» **TASK DESCRIPTION**: Copy every line from the one containing "Does the image above contain any tall" down to the one containing "62 61 1202 721", including both of those lines and no others.

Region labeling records
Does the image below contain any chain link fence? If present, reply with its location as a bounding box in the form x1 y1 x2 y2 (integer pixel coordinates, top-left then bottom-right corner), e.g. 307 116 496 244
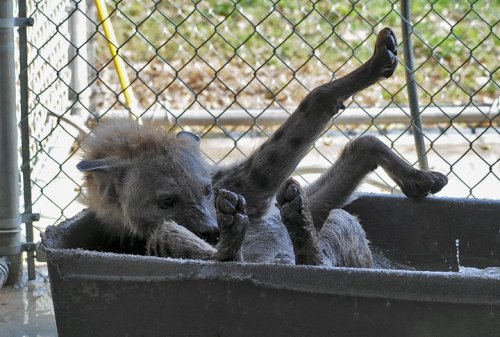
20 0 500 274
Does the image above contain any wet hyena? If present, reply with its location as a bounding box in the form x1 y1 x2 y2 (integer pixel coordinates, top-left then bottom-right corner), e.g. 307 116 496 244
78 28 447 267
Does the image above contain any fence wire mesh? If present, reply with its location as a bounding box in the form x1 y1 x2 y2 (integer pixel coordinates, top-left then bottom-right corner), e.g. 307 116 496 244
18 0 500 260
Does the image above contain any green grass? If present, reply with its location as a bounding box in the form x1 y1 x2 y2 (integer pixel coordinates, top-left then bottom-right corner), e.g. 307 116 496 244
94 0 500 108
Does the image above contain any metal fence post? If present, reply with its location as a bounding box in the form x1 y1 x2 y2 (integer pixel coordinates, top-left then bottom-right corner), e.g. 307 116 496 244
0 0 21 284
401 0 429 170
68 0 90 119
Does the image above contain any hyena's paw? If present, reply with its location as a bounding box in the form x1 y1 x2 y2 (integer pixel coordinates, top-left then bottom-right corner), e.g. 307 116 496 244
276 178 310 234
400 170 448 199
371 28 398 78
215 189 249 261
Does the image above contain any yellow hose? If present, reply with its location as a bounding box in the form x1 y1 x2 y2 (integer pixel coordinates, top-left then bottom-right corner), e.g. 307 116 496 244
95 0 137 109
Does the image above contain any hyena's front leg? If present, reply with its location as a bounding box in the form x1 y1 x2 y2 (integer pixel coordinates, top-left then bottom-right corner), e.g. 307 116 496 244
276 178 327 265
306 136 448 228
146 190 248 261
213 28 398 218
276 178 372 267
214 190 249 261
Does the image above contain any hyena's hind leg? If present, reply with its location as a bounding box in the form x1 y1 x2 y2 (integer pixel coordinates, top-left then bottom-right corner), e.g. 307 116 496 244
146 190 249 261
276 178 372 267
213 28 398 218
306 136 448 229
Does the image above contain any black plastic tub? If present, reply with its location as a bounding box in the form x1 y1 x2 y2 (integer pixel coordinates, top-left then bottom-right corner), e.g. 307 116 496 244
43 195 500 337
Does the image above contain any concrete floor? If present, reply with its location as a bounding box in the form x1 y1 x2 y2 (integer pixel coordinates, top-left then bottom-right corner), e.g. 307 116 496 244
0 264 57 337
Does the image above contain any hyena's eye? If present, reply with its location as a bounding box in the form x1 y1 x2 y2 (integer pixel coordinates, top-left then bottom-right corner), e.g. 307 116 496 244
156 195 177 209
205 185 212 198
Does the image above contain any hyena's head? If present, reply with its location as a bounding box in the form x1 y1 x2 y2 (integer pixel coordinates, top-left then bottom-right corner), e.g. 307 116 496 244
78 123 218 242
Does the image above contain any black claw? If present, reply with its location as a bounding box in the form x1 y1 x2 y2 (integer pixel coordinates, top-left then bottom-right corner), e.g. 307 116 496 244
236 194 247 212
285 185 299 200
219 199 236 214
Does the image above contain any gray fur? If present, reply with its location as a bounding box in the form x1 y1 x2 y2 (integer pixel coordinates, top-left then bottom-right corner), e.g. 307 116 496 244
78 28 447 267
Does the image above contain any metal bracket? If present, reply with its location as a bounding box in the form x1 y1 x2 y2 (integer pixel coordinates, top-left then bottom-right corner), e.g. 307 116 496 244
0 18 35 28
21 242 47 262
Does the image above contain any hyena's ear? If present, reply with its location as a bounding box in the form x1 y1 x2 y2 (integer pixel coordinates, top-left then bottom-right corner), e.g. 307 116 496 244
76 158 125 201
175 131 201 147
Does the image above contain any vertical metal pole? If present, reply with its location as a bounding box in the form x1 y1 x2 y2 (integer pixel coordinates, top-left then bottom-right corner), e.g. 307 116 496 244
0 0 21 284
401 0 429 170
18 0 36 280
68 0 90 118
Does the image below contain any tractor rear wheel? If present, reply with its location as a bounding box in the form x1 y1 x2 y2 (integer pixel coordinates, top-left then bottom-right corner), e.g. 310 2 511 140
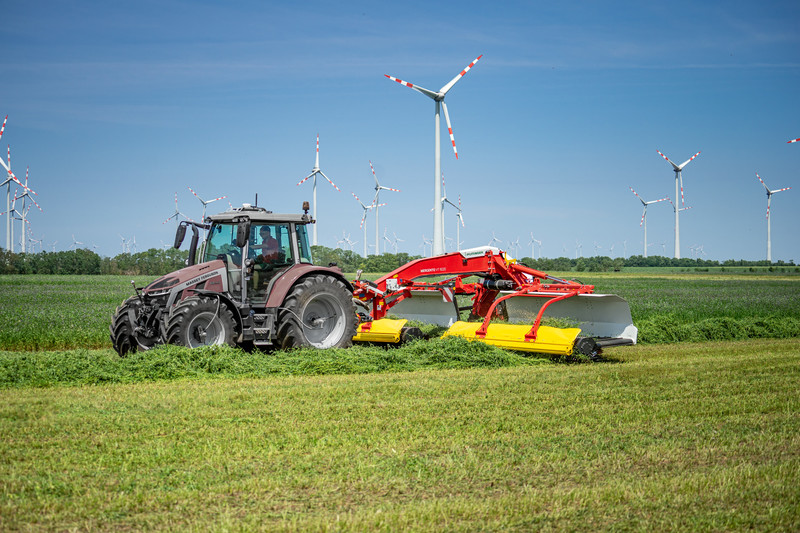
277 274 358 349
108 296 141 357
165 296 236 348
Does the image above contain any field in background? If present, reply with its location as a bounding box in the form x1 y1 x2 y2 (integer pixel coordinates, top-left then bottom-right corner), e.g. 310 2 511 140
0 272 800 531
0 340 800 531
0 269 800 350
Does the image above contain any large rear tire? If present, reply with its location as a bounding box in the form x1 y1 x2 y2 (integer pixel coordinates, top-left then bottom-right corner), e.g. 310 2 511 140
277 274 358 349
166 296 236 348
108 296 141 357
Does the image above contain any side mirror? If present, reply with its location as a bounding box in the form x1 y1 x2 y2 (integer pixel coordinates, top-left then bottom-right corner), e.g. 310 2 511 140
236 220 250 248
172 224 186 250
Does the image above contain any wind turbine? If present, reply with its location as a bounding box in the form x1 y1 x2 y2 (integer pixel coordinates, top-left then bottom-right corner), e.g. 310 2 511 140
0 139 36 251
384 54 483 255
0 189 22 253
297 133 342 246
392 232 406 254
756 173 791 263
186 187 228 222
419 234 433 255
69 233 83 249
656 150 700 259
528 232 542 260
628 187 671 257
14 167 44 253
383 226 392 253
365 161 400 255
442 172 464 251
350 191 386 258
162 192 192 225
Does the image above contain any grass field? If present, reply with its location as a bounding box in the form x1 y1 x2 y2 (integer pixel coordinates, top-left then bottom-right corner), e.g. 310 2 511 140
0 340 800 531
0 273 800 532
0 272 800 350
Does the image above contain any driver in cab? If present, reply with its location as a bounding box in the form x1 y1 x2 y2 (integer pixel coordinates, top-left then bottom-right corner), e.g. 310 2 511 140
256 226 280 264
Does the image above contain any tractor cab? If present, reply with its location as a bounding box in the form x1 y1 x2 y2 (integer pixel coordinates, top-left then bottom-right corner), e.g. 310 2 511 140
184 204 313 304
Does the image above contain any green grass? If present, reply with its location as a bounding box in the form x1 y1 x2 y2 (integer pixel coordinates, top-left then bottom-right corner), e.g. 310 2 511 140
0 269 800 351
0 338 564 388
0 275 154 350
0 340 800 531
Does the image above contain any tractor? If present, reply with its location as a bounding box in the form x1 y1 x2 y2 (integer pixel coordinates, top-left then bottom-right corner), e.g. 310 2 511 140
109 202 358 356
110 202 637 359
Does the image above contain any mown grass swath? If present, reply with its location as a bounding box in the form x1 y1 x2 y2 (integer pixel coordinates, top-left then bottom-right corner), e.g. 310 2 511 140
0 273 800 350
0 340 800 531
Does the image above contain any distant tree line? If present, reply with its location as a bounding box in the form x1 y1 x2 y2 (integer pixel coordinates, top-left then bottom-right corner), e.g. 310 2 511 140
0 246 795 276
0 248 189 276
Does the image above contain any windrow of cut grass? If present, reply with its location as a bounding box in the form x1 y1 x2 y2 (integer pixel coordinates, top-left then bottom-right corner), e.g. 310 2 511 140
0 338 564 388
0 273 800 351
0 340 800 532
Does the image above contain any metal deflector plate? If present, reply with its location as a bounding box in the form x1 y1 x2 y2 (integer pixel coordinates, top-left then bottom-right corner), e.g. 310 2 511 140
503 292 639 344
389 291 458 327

---

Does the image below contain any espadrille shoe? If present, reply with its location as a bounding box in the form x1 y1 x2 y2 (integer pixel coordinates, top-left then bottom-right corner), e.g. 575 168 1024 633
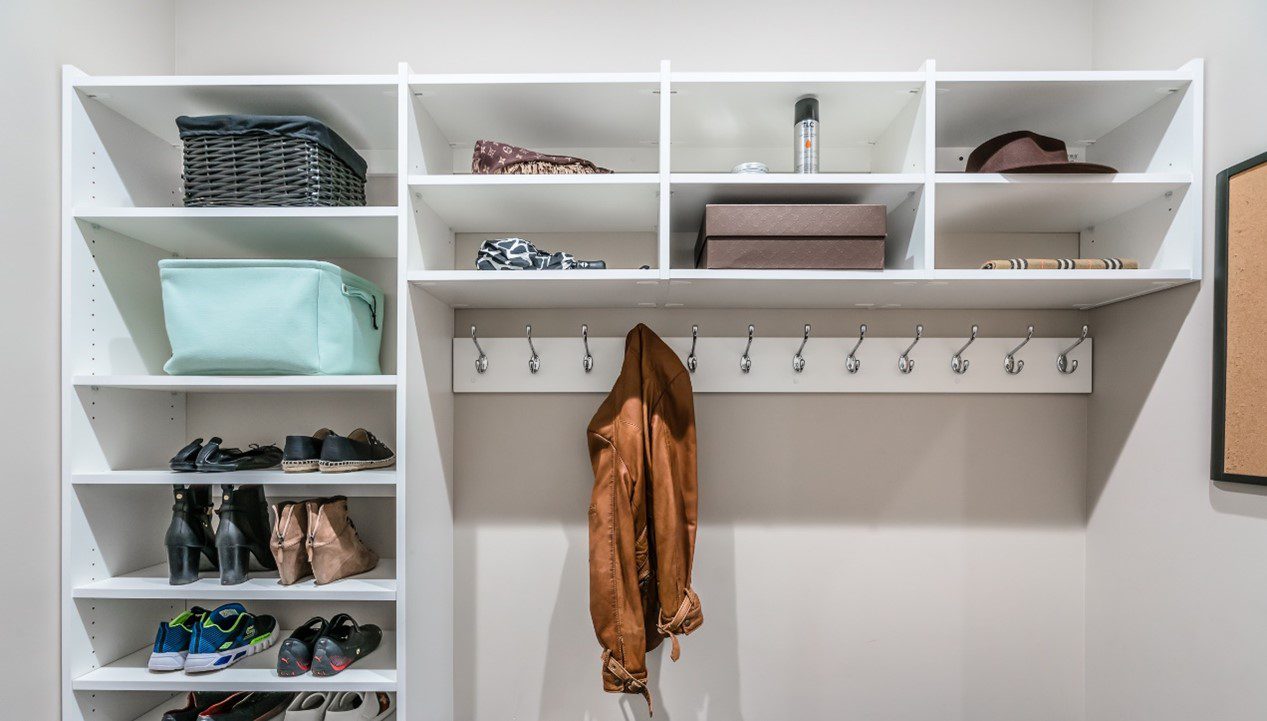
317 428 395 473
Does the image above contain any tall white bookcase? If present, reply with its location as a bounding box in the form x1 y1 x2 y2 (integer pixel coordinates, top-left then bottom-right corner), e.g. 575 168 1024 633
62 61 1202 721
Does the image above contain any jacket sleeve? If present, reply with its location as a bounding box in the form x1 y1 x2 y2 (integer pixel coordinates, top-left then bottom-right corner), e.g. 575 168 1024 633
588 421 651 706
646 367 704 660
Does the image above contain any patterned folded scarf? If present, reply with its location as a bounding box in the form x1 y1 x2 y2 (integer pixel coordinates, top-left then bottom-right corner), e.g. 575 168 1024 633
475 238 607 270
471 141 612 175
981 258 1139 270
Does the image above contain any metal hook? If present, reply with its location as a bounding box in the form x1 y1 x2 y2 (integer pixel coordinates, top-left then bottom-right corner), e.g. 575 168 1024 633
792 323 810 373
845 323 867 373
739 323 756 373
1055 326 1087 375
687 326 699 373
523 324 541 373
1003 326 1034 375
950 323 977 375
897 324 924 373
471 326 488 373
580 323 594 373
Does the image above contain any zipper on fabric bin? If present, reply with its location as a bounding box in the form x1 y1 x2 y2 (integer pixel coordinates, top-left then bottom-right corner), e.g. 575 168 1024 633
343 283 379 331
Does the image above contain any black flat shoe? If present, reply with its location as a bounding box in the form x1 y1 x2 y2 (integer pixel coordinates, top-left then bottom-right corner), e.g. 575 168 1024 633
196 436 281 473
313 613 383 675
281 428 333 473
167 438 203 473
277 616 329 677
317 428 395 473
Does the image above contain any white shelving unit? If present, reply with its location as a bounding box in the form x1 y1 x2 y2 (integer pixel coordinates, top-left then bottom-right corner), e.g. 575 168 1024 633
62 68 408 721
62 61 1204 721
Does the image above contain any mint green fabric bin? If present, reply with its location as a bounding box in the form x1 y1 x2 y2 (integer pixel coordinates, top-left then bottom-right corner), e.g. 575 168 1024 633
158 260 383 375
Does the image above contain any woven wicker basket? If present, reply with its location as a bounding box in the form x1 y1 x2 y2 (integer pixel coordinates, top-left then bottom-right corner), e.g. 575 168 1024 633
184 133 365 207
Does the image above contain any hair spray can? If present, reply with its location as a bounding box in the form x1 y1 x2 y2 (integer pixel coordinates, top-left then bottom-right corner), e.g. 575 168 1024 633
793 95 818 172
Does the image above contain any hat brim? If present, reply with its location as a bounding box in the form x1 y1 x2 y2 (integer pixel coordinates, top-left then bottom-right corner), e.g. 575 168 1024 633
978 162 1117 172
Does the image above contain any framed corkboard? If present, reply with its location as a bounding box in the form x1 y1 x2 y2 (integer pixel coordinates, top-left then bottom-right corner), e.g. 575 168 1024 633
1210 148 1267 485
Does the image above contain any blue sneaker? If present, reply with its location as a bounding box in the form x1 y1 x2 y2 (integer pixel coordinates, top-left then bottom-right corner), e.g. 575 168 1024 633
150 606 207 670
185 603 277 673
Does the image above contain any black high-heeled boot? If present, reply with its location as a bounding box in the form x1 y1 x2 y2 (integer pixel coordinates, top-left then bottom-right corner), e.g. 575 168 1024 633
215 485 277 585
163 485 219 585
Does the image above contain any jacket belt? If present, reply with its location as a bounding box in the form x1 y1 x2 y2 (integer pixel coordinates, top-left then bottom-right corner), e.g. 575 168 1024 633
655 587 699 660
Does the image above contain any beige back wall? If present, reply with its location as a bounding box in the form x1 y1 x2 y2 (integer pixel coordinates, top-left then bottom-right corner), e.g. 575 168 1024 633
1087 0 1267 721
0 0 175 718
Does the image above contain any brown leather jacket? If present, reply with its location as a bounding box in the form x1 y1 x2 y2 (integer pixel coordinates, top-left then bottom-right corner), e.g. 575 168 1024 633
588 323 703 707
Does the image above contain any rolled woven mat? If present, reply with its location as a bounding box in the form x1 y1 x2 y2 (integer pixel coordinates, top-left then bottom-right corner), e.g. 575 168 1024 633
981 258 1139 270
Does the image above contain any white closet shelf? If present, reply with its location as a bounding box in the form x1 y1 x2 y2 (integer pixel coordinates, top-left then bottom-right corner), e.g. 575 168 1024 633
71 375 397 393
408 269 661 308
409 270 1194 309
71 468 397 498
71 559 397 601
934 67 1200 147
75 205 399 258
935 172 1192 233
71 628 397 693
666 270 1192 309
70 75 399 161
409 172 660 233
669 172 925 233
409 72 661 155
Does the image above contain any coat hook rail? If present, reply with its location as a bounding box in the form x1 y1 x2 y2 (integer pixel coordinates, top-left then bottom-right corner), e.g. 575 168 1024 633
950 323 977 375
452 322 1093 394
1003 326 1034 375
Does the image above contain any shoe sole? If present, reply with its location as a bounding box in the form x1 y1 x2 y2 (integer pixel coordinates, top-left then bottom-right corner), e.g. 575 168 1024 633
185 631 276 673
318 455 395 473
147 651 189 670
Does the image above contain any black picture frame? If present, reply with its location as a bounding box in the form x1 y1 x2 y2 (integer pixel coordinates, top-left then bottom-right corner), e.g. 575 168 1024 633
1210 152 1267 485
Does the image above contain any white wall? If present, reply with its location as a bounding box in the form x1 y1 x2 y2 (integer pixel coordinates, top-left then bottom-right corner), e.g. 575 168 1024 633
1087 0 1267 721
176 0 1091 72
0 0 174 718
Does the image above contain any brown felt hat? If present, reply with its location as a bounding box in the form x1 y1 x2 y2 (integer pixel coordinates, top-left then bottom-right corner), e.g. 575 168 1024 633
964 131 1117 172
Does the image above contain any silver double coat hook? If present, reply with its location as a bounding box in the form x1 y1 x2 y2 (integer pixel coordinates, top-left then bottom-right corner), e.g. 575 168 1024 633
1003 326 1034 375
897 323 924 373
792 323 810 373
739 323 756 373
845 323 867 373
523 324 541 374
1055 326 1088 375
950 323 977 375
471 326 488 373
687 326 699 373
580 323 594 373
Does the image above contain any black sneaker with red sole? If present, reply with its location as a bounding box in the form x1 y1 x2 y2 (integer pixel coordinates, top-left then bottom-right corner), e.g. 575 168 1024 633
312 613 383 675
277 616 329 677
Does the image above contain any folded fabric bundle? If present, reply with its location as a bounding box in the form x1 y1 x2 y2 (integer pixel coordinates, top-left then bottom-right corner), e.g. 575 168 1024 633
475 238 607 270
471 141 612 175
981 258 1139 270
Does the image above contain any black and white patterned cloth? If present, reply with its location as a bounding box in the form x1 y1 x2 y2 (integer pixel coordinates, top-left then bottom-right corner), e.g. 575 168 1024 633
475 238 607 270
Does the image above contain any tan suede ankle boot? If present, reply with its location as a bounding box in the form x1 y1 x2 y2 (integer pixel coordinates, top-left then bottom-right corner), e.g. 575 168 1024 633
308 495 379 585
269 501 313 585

» **EXERCISE OUTPUT**:
Does the image above contain any tall white bookcase? If present, reply with its location as a bounding box in the form x1 y1 x2 y2 (integer pixel coordinates, top-left then bottom-right corner), e.g. 575 168 1024 633
62 61 1202 721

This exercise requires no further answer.